# What to produce:
Determine how many lines in the entries below contain the word "hull". Reply with that number alone.

::: Data lines

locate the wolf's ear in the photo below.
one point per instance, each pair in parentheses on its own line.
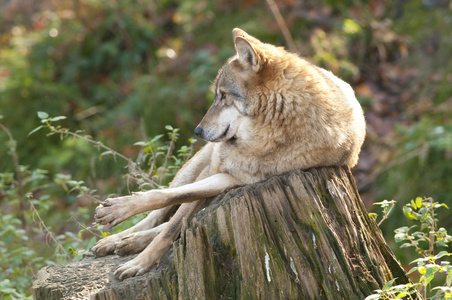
(247,54)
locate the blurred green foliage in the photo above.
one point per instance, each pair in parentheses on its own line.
(122,70)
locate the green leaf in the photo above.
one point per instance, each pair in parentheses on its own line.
(441,254)
(42,115)
(389,284)
(58,118)
(408,212)
(418,202)
(373,215)
(402,294)
(34,130)
(412,270)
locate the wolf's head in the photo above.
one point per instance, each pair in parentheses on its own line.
(228,113)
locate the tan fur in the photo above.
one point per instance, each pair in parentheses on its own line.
(273,113)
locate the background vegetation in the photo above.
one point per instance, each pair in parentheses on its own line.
(122,70)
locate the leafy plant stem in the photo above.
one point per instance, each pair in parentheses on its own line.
(20,185)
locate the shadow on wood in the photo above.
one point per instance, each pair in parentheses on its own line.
(303,235)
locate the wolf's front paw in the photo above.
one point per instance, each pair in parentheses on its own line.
(133,243)
(134,267)
(113,211)
(106,245)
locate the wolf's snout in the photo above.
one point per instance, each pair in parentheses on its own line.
(198,131)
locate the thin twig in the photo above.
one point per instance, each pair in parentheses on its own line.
(131,164)
(282,26)
(386,215)
(43,225)
(20,184)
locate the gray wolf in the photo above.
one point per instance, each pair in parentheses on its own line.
(273,112)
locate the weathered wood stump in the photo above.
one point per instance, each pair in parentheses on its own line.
(303,235)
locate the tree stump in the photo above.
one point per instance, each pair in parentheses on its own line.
(302,235)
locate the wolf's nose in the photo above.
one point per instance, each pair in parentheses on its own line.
(198,131)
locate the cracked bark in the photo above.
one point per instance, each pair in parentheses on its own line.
(302,235)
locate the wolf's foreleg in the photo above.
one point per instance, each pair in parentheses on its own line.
(160,245)
(115,210)
(138,241)
(108,245)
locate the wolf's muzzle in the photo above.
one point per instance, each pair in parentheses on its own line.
(199,131)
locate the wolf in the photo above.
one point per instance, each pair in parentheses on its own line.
(273,112)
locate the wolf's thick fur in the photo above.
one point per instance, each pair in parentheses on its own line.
(273,112)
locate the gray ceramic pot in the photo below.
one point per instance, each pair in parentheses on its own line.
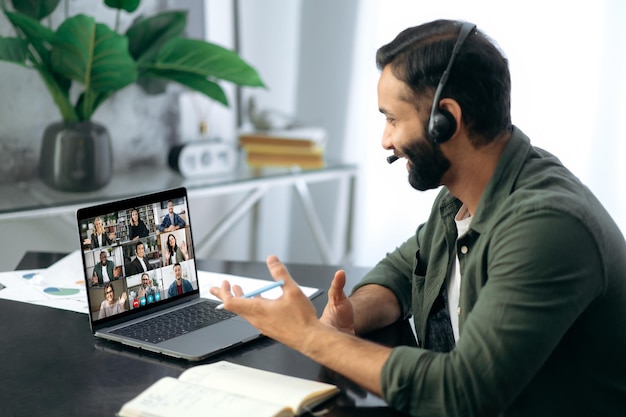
(76,156)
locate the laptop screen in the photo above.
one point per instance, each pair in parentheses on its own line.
(137,254)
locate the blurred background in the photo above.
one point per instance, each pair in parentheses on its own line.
(316,57)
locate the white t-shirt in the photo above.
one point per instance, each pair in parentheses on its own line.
(462,220)
(105,274)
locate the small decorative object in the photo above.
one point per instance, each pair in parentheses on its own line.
(76,153)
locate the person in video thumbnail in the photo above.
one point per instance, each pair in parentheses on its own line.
(171,221)
(147,290)
(137,227)
(103,271)
(180,285)
(140,263)
(99,238)
(175,253)
(110,306)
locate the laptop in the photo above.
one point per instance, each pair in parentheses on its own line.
(142,283)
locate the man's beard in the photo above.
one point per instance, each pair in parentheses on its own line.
(427,164)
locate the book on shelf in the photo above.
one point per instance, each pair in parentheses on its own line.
(260,160)
(227,389)
(294,138)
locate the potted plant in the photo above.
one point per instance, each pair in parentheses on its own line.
(76,152)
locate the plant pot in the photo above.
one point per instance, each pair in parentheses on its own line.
(76,156)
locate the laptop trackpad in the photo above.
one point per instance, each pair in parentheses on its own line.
(213,338)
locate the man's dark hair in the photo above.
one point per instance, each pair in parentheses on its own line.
(479,79)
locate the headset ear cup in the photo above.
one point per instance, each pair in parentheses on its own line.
(441,126)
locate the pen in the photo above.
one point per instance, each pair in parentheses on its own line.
(258,291)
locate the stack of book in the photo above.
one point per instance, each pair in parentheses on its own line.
(303,148)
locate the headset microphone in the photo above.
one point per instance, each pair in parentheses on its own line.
(392,158)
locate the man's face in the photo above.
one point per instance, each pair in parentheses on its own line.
(405,133)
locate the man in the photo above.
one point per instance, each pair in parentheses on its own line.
(180,285)
(517,281)
(171,221)
(103,272)
(139,264)
(147,292)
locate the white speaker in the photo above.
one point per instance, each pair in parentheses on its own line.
(203,158)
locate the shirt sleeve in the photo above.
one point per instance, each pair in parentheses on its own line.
(395,273)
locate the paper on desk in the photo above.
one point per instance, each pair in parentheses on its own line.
(62,285)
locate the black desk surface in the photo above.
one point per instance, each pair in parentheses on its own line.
(51,365)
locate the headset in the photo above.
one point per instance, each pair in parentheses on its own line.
(441,124)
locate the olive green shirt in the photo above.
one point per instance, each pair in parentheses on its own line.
(542,302)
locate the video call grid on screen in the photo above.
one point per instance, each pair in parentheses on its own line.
(113,241)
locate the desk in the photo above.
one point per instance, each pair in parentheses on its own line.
(51,365)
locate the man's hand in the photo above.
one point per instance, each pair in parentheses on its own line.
(286,319)
(339,312)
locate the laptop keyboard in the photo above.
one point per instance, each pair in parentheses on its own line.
(176,323)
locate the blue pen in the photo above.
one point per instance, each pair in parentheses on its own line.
(258,291)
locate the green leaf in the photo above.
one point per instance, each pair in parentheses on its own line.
(128,5)
(194,82)
(146,36)
(205,59)
(39,37)
(34,33)
(93,55)
(36,9)
(13,50)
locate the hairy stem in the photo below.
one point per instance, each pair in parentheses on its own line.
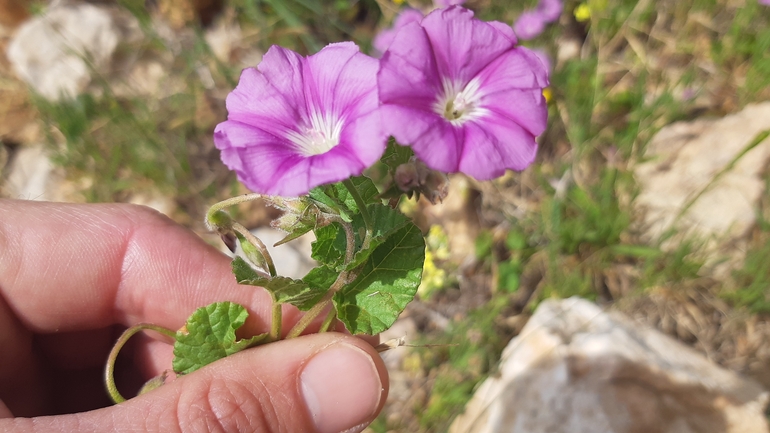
(364,212)
(210,218)
(275,327)
(329,320)
(109,371)
(243,231)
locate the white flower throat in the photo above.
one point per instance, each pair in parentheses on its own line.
(320,136)
(459,104)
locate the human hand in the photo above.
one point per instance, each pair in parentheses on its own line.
(73,276)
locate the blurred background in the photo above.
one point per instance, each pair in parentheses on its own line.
(648,195)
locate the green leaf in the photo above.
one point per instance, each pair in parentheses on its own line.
(387,282)
(321,277)
(337,198)
(387,221)
(243,271)
(365,187)
(330,244)
(284,290)
(326,248)
(395,155)
(325,199)
(210,335)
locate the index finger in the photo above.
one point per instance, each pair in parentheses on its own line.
(68,267)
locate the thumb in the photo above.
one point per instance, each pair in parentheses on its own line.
(324,383)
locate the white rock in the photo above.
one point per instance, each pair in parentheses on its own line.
(56,51)
(575,368)
(30,174)
(291,259)
(689,162)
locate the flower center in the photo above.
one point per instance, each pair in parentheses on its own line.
(319,137)
(458,104)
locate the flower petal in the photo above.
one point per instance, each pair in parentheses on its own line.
(512,87)
(339,78)
(436,142)
(463,45)
(408,73)
(494,145)
(265,96)
(266,163)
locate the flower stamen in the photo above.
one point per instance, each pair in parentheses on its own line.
(458,104)
(321,136)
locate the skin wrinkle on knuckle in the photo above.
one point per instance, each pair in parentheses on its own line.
(225,405)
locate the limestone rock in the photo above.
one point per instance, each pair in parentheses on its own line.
(291,259)
(575,368)
(30,173)
(56,52)
(696,181)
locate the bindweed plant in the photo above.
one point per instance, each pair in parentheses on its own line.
(450,94)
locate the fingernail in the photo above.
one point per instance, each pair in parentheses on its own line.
(342,389)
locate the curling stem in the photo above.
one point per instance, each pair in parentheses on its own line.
(109,371)
(364,212)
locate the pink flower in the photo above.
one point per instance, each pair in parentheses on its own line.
(447,3)
(462,94)
(383,40)
(298,122)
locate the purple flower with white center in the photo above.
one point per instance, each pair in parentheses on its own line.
(462,94)
(383,40)
(529,25)
(298,122)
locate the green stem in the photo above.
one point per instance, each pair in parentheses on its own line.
(327,323)
(303,323)
(275,327)
(109,371)
(210,218)
(243,231)
(364,212)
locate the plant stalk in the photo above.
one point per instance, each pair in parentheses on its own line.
(364,212)
(109,371)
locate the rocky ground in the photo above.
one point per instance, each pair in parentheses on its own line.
(649,194)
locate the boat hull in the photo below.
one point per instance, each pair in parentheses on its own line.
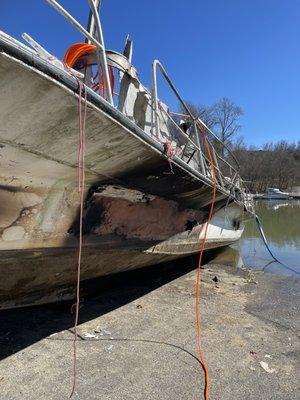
(138,211)
(43,275)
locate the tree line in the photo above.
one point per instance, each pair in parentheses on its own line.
(271,165)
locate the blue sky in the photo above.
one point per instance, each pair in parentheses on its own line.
(246,50)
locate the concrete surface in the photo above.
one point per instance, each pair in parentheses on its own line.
(243,323)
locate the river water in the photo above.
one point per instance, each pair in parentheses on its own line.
(281,224)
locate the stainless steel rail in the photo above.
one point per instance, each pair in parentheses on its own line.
(199,127)
(100,46)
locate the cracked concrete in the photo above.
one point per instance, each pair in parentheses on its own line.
(129,330)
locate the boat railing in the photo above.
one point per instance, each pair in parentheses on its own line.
(196,144)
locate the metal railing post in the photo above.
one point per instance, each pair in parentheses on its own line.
(200,149)
(81,29)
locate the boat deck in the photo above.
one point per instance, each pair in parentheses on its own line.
(243,324)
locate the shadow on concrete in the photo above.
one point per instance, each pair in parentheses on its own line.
(22,327)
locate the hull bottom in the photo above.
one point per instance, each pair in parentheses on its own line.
(41,276)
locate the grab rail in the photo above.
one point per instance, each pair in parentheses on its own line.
(198,126)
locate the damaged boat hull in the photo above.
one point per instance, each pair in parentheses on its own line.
(138,211)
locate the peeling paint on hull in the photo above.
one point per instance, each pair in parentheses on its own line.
(39,197)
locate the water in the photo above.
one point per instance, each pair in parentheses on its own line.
(281,224)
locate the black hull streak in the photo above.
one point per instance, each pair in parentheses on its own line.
(38,188)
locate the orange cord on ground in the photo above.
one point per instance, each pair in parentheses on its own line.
(198,274)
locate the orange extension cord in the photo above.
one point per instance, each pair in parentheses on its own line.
(81,182)
(198,274)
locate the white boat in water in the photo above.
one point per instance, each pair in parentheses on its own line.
(275,194)
(148,178)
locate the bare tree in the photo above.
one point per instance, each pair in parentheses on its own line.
(226,119)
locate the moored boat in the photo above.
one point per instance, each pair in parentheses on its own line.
(275,194)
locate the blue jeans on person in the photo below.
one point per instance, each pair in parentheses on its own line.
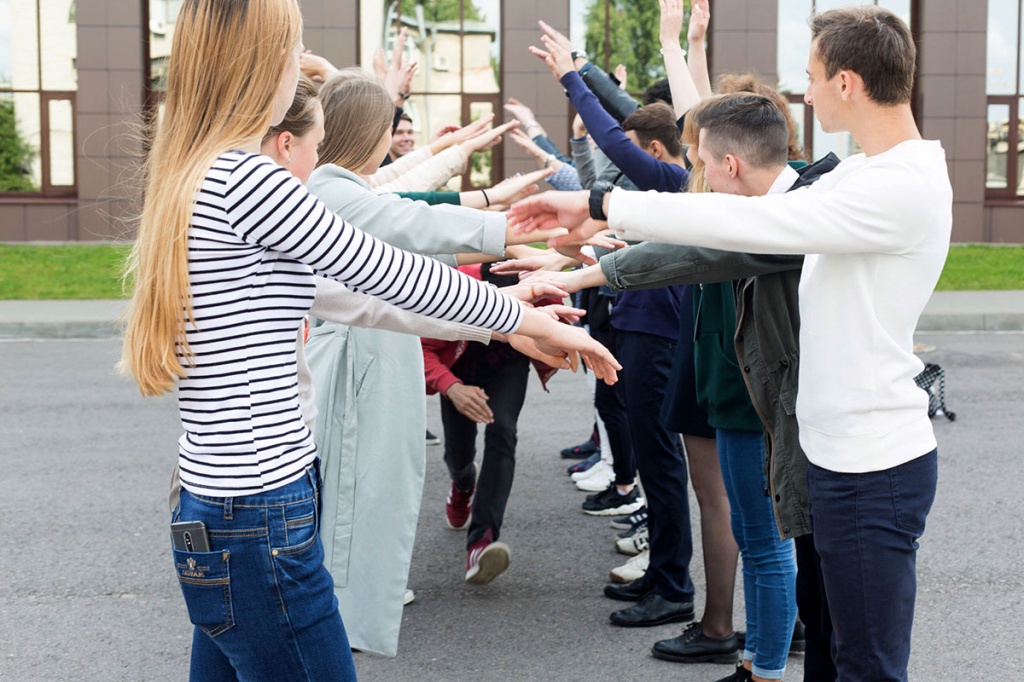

::::::

# Expected output:
5